* Exercise prompt: Resume the article about the migrant caravan and the U.S. midterm elections, picking up after its final sentence.

* Provided passage:
────────────────

Central Americans traveling in a caravan to the United States march toward the Mexico City headquarters of the U.N. High Commissioner for Refugees. (Alfredo Estrella/AFP)

MEXICO CITY — For most of the migrants here, the U.S. midterm elections were a vague rumor, a fragment of information that circulated without meaning. When the results came in Tuesday, the migrants were splayed out in white plastic tents in an aging Olympic stadium, after about a thousand miles on the road. They slept or watched cartoons on a giant screen.

If this week’s vote was indeed the “election of the caravan,” as President Trump said, no one had bothered to tell the people in the caravan.

Their journey never had anything to do with the U.S. elections, and the proof of that is apparent now, as the migrants continue north, as unaware of American politics as they were two weeks ago.

What happened to the caravan after the midterm elections? The same thing that happened each day before. Early Wednesday and Thursday, thousands of migrants awoke here and planned the journey ahead. They fed their children. They smoked cigarettes. They prayed.

“There was a rumor going around that Donald Trump had supposedly lost, but I don’t know if it’s true. I do know that there was an election,” said Avel Antonio Mejia, 21, from Ocotepeque, Honduras. “Many times other people pass on news by word of mouth, but we don’t know if it’s true or false."

Most of the migrants here were unaware of the rumors that the caravan’s very existence — their own journey — was a political stunt. Those tweets and news stories were posted while they walked through northern Guatemala and southern Mexico, many without phones or Internet access.

How the world will consider the caravan now, after the U.S. elections, is a different question. The U.S. military inexplicably changed the name of its deployment on the border from “Operation Faithful Patriot” to simply “border support.” The number of people typing “caravan” into Google is crashing. Trump mentioned the caravan only once at Wednesday’s marathon news conference. Americans were sure that the news coverage had slowed.

“Strange that the media isn’t all over the caravan story anymore,” tweeted Ben Rhodes, a former aide to President Barack Obama.

────────────────

[Extracted records]

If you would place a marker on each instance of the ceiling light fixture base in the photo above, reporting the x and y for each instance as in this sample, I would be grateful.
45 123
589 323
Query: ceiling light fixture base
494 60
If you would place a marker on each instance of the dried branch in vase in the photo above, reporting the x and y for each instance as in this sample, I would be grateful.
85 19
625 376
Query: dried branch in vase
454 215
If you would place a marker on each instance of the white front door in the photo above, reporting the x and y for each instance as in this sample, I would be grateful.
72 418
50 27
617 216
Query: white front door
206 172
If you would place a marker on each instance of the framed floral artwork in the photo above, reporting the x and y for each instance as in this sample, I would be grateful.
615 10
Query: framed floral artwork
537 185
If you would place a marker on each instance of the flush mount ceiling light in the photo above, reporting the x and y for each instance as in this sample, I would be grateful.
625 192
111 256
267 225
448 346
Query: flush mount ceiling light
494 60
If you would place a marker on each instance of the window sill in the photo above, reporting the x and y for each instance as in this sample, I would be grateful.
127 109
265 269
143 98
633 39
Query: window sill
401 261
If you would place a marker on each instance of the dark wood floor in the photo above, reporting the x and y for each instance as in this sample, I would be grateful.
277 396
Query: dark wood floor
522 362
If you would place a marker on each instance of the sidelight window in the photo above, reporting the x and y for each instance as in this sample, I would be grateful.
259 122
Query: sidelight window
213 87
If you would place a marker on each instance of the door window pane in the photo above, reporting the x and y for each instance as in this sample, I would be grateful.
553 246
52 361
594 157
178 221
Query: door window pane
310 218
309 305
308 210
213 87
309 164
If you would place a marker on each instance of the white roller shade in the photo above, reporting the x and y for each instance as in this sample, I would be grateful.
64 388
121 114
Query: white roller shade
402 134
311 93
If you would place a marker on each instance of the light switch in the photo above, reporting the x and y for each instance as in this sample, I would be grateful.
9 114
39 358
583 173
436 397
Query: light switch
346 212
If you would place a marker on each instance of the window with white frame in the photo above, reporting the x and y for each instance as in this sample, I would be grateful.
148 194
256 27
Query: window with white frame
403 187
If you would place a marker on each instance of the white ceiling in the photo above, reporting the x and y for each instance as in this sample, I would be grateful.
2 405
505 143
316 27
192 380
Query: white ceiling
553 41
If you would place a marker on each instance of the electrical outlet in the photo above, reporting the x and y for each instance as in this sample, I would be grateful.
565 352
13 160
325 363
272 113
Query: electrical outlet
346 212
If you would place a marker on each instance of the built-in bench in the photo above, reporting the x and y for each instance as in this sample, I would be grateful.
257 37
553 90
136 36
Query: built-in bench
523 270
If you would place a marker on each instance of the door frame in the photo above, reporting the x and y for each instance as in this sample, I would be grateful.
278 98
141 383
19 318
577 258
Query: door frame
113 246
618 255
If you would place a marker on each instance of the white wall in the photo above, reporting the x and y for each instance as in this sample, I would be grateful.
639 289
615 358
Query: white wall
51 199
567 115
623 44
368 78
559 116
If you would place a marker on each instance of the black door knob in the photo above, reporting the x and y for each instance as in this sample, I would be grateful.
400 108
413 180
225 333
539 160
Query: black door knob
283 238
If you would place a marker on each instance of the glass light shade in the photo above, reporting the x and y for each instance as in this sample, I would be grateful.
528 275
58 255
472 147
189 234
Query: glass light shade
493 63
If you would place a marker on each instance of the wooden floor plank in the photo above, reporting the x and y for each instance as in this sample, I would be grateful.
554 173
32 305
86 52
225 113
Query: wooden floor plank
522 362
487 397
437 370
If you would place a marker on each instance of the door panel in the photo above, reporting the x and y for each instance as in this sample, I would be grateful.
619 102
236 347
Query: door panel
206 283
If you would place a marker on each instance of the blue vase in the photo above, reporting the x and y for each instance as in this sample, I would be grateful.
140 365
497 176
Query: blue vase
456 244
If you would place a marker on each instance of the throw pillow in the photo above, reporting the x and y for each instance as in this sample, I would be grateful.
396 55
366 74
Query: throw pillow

────────────────

* Answer to this task:
On Thursday, many reporters were in the stadium with the migrants, another aspect of their journey to which the travelers had become accustomed. They had been interviewed and photographed. They had been videotaped by journalists with cameras, and by drone and iPhone. But they rarely saw where those images were published, or the words that accompanied them, like Fox News' banner headline, “Could Caravan be Bringing Unknown Diseases?”

Mejia said he had been interviewed seven times since entering Guatemala from Honduras.

Kellyn Godoy Hernández, 24, from Valle, Honduras, watched as groups of men lined up to grab spare pairs of donated jeans from a row of cardboard boxes. She had heard the same rumor, that President Trump had lost the election.

“Personally, I’m relieved because we know that he’s been denying us entry,” she said.

But she was uncertain about the accuracy of the news, which was circulating among migrants in the tents set up to distribute food. Her Samsung phone had been ruined in the rain, so she had no way to check the rumor on her own.

Jonny Alexander Portillo, 24, and his cousin, Gerlin Josué Maldonado, 19, leaned against a jacaranda tree outside the stadium Thursday afternoon. They had heard that there would be elections in the United States, and that if one party won, it could be favorable for the remainder of their journey. But they still had not heard about the election results.

Eleven migrants had traveled together, from farmlands in Ocotepeque, and they were not about to turn back.

“We had heard that this was the first of two elections — and if one group won, it would make our situation better. It would help us not suffer on the way, or once we reached the border,” Portillo said.

He still hadn’t figured out which party he was supposed to be rooting for.